Extrait du document:
Gagner la guerre, Jean-Philippe Jaworski

Audiobook lu par Jean-Christophe Lebert

Quatrième de couverture

Au bout de dix heures de combat, quand j’ai vu la flotte du Chah flamber d’un bout à l’autre de l’horizon, je me suis dit : « Benvenuto, mon fagot, t’as encore tiré tes os d’un rude merdier ».

Sous le commandement de mon patron, le podestat Leonide Ducatore, les galères de la République de Ciudalia venaient d’écraser les escadres du Sublime Souverain de Ressine. La victoire était arrachée, et je croyais que le gros de la tourmente était passé. Je me gourais sévère.

Gagner une guerre, c’est bien joli, mais quand il faut partager le butin entre les vainqueurs, et quand ces triomphateurs sont des nobles pourris d’orgueil et d’ambition, le coup de grâce infligé à l’ennemi n’est qu’un amuse-gueule. C’est la curée qui commence. On en vient à regretter les bonnes vieilles batailles rangées et les tueries codifiées selon l’art militaire.

Désormais, pour rafler le pactole, c’est au sein de la famille qu’on sort les couteaux. Et il se trouve que les couteaux, justement, c’est plutôt mon rayon…

Avis

Le style est une très grande force de ce roman. L’usage d’un vocabulaire précis, riche, avec un argot très poétique, dont on ne connaît pas tous les mots, mais qui est vite compréhensible, ce qui ajoute au charme.

Extraits de données:
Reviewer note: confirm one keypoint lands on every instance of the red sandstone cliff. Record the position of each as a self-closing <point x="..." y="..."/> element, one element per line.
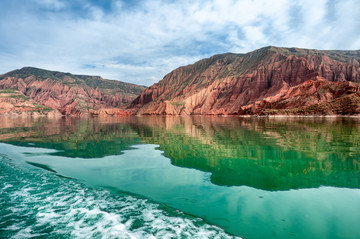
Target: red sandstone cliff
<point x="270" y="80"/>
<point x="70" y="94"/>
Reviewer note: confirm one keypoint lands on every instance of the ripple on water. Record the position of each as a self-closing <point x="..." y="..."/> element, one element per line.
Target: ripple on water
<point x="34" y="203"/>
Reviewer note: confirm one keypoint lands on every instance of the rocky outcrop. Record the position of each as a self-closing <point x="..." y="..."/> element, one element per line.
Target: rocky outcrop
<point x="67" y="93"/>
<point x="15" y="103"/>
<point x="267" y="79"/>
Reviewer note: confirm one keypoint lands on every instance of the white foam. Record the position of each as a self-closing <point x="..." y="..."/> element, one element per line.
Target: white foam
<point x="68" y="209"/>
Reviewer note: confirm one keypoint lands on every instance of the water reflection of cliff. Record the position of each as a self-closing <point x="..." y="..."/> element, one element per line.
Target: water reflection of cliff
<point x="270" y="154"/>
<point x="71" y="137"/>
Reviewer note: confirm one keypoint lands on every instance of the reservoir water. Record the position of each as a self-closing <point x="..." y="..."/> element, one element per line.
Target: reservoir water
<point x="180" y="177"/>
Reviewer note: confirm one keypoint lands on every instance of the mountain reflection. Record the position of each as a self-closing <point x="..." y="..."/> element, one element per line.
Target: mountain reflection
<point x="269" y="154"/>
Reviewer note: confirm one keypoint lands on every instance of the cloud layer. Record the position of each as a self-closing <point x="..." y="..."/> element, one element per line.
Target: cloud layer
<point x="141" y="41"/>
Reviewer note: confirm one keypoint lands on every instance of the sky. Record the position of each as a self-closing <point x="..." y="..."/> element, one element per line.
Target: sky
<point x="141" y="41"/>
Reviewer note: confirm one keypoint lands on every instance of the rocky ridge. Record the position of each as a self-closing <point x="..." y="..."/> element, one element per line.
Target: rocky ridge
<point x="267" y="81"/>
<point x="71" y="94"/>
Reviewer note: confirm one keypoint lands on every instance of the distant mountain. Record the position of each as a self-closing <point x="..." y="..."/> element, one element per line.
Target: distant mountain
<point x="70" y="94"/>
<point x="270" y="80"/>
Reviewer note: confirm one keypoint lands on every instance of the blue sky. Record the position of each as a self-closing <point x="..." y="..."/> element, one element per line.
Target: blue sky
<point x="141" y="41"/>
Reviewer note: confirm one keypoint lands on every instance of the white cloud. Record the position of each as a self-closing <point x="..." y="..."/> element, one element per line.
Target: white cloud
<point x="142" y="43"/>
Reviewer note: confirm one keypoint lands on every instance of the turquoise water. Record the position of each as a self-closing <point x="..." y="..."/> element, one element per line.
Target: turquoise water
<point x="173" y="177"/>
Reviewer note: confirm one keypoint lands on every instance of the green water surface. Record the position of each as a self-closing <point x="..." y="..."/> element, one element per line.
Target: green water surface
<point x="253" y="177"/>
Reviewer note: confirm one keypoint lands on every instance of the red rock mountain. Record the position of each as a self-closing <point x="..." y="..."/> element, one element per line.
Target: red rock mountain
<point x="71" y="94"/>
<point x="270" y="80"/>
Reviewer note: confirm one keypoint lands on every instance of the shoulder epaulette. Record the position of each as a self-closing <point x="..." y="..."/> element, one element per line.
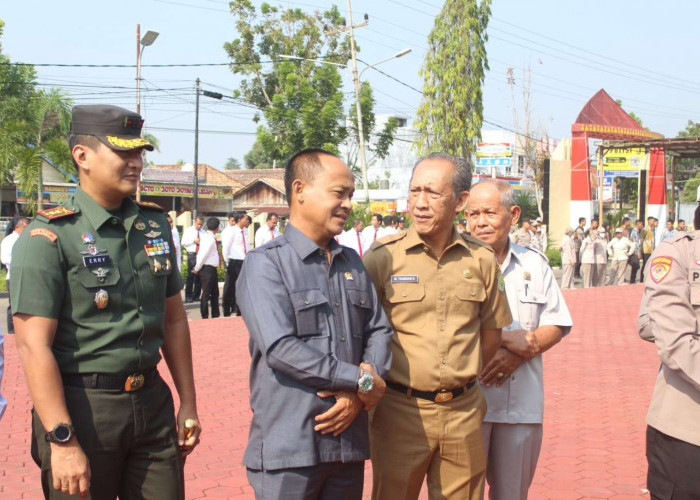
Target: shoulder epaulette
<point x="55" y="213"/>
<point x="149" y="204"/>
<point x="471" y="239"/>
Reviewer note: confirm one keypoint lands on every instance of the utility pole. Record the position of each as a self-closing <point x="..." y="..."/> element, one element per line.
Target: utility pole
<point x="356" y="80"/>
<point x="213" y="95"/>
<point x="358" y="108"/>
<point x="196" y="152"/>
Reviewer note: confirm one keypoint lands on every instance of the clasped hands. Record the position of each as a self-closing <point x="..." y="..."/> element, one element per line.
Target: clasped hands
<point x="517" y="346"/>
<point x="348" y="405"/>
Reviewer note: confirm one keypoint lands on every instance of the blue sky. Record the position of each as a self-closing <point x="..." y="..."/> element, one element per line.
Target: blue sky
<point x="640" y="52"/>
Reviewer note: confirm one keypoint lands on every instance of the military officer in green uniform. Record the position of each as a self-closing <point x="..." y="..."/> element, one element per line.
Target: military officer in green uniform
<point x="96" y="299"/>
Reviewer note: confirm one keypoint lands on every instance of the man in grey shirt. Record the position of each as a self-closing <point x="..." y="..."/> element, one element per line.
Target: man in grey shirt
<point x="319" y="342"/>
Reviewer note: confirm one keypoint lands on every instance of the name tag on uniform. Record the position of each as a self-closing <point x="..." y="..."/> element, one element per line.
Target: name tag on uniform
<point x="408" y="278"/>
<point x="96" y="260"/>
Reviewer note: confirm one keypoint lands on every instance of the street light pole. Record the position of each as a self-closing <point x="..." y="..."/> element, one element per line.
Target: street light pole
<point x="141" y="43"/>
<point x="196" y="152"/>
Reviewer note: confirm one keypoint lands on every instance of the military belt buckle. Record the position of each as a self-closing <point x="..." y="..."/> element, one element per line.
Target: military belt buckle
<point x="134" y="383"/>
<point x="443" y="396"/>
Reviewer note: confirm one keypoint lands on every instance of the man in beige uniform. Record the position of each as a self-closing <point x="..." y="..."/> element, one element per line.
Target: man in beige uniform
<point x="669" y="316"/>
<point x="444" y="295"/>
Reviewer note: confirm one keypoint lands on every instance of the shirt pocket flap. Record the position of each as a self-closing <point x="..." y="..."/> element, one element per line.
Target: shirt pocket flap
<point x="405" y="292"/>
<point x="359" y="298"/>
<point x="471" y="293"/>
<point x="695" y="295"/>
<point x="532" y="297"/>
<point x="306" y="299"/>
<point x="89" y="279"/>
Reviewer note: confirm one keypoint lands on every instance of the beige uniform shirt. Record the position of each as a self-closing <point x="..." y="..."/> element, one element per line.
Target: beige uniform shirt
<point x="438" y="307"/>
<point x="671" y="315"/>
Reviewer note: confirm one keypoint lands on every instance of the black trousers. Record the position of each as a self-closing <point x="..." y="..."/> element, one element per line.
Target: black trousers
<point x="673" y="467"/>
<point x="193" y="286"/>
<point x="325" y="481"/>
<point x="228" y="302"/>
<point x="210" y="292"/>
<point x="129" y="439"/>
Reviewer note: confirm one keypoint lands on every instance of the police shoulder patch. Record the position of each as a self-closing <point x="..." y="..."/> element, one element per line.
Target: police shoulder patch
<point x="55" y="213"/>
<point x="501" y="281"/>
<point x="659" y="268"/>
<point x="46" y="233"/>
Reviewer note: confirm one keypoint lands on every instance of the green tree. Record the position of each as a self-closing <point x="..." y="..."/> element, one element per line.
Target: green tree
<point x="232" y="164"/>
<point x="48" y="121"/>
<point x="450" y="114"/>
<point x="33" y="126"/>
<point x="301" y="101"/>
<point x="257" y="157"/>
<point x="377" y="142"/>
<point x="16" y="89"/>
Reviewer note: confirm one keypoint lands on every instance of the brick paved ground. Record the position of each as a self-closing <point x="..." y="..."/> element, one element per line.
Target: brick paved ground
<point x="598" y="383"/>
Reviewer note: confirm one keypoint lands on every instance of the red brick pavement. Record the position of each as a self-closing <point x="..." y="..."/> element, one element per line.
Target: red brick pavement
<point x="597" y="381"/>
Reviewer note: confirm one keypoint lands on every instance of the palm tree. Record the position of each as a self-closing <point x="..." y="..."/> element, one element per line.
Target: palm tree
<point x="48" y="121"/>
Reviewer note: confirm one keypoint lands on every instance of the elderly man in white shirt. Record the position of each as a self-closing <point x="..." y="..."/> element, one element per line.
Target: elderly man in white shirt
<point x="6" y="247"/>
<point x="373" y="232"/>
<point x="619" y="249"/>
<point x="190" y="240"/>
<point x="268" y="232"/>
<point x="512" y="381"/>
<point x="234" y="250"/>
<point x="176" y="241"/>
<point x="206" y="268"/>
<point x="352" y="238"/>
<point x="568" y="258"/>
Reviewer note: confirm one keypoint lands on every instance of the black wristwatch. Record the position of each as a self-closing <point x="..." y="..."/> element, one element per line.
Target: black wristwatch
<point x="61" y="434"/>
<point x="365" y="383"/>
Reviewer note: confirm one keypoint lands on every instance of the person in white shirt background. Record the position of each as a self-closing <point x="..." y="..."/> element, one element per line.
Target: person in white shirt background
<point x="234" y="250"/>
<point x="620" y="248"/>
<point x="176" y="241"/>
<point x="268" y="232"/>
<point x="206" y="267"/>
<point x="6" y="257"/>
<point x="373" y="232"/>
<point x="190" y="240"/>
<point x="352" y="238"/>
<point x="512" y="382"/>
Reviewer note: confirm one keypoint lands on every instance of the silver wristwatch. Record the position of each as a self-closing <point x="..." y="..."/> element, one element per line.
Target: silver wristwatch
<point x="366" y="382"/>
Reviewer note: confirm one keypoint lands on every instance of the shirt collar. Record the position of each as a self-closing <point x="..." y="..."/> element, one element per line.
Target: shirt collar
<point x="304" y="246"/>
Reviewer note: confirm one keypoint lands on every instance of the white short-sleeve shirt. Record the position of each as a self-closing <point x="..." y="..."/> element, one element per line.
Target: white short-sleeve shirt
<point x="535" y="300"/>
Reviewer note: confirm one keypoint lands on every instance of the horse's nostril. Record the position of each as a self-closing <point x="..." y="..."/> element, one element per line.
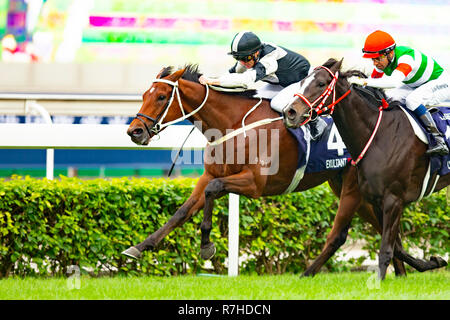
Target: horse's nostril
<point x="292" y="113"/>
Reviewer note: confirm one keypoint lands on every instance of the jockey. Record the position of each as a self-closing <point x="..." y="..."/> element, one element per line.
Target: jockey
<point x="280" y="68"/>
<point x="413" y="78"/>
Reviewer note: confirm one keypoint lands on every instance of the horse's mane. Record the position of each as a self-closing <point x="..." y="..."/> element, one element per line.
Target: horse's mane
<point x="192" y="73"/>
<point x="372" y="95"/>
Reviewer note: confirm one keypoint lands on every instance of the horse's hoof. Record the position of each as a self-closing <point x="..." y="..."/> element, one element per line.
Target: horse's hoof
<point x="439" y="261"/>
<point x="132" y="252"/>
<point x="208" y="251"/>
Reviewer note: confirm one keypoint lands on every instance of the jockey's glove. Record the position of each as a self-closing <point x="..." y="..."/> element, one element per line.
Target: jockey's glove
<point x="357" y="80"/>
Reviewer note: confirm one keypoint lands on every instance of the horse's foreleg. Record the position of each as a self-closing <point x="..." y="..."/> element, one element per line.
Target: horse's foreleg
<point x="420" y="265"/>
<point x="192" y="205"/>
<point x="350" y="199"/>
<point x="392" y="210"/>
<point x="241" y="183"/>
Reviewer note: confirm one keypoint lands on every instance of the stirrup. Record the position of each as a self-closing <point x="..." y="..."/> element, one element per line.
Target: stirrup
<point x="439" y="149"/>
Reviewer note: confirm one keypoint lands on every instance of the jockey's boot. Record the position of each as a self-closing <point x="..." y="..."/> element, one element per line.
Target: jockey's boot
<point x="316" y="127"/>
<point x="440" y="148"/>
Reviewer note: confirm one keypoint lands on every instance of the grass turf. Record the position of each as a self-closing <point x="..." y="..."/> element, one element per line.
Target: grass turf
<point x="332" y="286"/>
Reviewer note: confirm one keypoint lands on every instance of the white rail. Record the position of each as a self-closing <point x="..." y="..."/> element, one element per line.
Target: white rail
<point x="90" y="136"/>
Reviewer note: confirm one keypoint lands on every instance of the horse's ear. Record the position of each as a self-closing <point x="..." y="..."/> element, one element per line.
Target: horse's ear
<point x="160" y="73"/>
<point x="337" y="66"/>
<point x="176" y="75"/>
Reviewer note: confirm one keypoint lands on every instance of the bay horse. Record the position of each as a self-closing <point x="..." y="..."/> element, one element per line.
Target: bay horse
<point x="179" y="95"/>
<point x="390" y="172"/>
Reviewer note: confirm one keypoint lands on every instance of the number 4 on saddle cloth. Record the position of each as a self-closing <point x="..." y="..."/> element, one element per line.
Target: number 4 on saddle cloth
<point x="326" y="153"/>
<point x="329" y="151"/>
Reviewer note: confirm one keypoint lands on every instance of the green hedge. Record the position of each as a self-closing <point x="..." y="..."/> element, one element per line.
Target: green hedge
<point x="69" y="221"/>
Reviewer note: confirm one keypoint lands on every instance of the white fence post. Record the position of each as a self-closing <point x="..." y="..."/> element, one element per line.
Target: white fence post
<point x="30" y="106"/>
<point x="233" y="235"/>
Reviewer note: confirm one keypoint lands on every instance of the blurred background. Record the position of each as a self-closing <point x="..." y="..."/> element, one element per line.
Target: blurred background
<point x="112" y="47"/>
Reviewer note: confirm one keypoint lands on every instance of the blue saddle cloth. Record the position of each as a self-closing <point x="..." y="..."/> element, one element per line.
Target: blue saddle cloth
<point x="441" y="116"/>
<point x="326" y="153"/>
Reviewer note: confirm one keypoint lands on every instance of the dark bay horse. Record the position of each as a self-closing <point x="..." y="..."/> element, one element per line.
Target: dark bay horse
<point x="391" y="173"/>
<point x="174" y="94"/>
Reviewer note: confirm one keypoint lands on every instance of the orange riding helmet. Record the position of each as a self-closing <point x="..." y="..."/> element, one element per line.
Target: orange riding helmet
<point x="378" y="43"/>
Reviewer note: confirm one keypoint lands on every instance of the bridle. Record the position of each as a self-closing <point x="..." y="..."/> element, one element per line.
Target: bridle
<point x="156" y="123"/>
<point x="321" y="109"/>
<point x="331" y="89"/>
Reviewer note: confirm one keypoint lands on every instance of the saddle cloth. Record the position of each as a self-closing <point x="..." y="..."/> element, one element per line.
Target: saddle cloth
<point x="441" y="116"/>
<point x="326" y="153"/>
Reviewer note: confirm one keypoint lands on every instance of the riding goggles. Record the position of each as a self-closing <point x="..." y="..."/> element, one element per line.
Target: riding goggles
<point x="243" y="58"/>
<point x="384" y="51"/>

Exercices à traiter:
A – Relevez tous les prénoms et noms de personnes qui figurent dans le texte sur Gagner la guerre.
B – Recopiez fidèlement le passage du texte sur Gagner la guerre qui va de « Le style est » à « ajoute au charme. ».
Les données n'ont aucun lien avec le texte sur Gagner la guerre.

Corrigé de l'exercice:
A – Jean-Philippe Jaworski, Jean-Christophe Lebert, Benvenuto, Leonide Ducatore

B –
Le style est une très grande force de ce roman. L’usage d’un vocabulaire précis, riche, avec un argot très poétique, dont on ne connaît pas tous les mots, mais qui est vite compréhensible, ce qui ajoute au charme.